----- Provided text -----
Pet dental care is easily neglected, despite 80% of dogs and 70% of cats showing symptoms of dental disease. To prevent this, the team at Minnieville Animal Hospital recommends scheduling your companion’s dental appointment
Dental disease is a common health problem in pets which can cause more serious issues in their overall health including infection of the heart, liver, and kidneys. Regular at home dental care and professional teeth cleaning can help prevent any issues with your pet’s dental health and maintain their overall health as well.
-----
**Problem to work on:**
In the pet dental care text, what share of cats show symptoms of dental disease?
----- Source data -----
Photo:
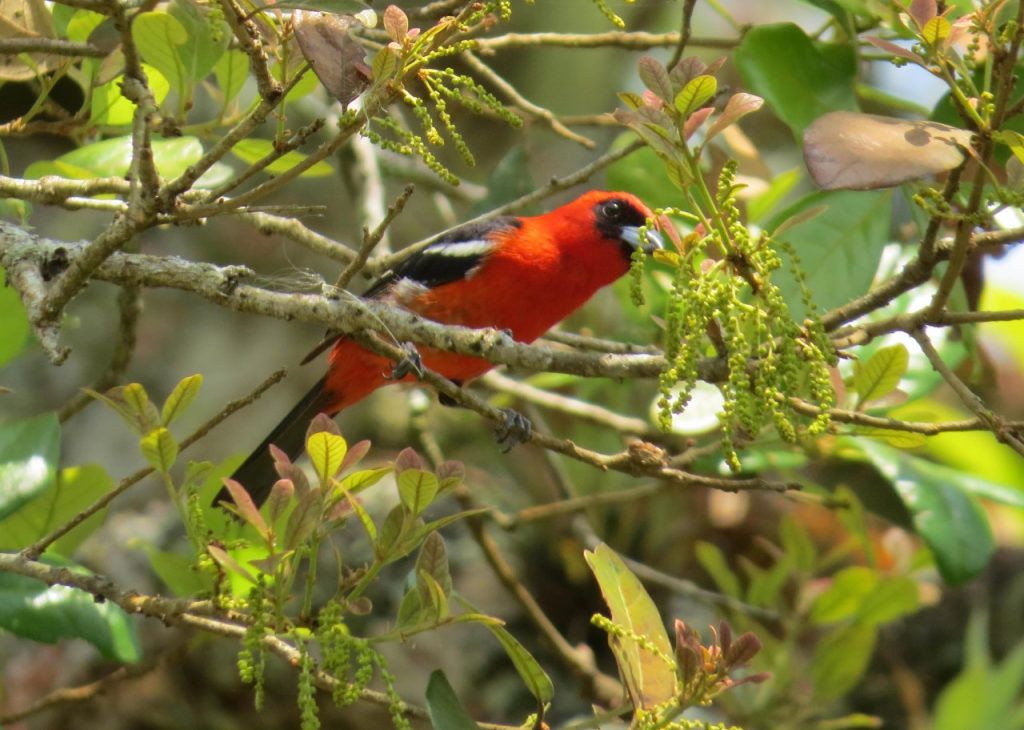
-----
**Exercise result:**
70% of cats.